(STATED TASK) Reproduce the data that follows in its entirety, character for character.
[Start MATERIAL]
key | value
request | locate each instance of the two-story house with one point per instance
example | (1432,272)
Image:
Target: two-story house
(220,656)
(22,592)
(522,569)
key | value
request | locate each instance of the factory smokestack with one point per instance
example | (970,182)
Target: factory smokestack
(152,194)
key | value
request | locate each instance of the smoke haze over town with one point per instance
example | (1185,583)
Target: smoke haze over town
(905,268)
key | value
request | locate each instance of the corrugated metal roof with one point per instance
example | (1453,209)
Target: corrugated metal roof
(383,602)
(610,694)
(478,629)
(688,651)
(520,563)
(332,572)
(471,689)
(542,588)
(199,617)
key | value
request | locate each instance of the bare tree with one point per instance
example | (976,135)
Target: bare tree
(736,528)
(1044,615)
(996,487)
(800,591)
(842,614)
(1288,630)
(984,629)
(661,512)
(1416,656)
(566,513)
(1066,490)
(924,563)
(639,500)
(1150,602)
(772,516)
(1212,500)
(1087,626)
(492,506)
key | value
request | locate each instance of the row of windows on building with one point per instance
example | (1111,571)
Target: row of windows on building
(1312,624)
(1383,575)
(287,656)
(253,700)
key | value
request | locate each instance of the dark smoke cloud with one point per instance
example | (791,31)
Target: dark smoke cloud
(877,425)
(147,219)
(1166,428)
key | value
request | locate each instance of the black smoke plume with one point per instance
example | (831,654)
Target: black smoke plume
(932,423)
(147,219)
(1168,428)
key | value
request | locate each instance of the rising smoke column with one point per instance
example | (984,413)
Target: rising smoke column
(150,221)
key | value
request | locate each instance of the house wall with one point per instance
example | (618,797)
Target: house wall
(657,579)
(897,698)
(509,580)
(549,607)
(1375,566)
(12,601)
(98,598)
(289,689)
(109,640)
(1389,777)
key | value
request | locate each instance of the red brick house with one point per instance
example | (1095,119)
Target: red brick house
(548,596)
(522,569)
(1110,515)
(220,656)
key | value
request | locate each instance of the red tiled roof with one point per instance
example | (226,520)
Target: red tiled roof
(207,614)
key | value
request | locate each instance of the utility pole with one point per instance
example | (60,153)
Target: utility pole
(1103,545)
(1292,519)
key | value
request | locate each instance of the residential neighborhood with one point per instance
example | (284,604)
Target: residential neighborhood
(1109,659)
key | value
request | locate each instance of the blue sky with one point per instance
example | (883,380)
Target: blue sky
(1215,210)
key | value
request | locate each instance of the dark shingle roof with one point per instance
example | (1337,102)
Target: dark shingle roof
[End MATERIAL]
(FINISHED ANSWER)
key | value
request | locate each instance of the two-story house with one point per instance
example | (1432,272)
Image:
Target: two-story house
(220,656)
(22,592)
(522,569)
key | value
request | locate each instance of the factory smokestack with one point per instance
example | (970,182)
Target: factory smokestack
(152,194)
key | value
request | locate each instance of the smoke haze over town with one point per instance
example | (1185,583)
Target: smoke haze over town
(905,268)
key | value
request | locate each instance of the corrugated metal roof with one point per instance
example | (1453,209)
Target: corrugated metal roof
(383,602)
(610,694)
(478,629)
(688,651)
(520,563)
(332,572)
(471,689)
(542,588)
(199,617)
key | value
request | locate each instance of the bare tree with one point per instance
example | (976,135)
Target: bare tree
(736,528)
(1044,615)
(996,487)
(800,591)
(842,614)
(1288,630)
(984,629)
(661,512)
(1416,656)
(566,513)
(1066,490)
(924,563)
(639,500)
(1150,602)
(772,516)
(1212,500)
(1087,626)
(492,506)
key | value
request | locate each instance of the row of windows on building with one point per instance
example | (1111,571)
Target: row of windows on building
(1312,624)
(1383,575)
(287,656)
(253,700)
key | value
request | locate each instance of the dark smoke cloud with one point per instance
example | (791,31)
Target: dark smoke cloud
(877,425)
(147,219)
(1166,428)
key | value
request | locate each instance of the black smoke plume with one point per instance
example | (831,654)
Target: black smoke plume
(932,423)
(147,219)
(1168,428)
key | value
request | locate each instance of the rising smoke column with one point per instance
example | (984,413)
Target: rising smoke column
(150,221)
key | value
request | locate each instance of the house wall with one point per instance
example | (618,797)
Target: house wall
(657,579)
(897,698)
(509,580)
(549,607)
(1375,566)
(12,601)
(98,598)
(289,689)
(109,640)
(1389,777)
key | value
request | locate each instance of the red brick house with one point per instance
example | (1095,119)
Target: red brick house
(548,596)
(522,569)
(1110,515)
(220,656)
key | value
request | locate each instance of the red tiled roof with one point per instance
example | (226,520)
Target: red tiled roof
(207,614)
key | value
request | locate each instance of the utility pole with one point per instance
example | (60,153)
Target: utility pole
(1103,545)
(1292,519)
key | value
request | locate each instance of the residential neighborhood with one point per instance
example | (284,604)
Target: residential neighborhood
(1109,659)
key | value
request | locate each instance of the blue sky with one point per instance
example | (883,380)
Target: blue sky
(1215,210)
key | value
request | locate each instance of the dark shingle roof with one point per instance
example | (1337,102)
Target: dark shingle roof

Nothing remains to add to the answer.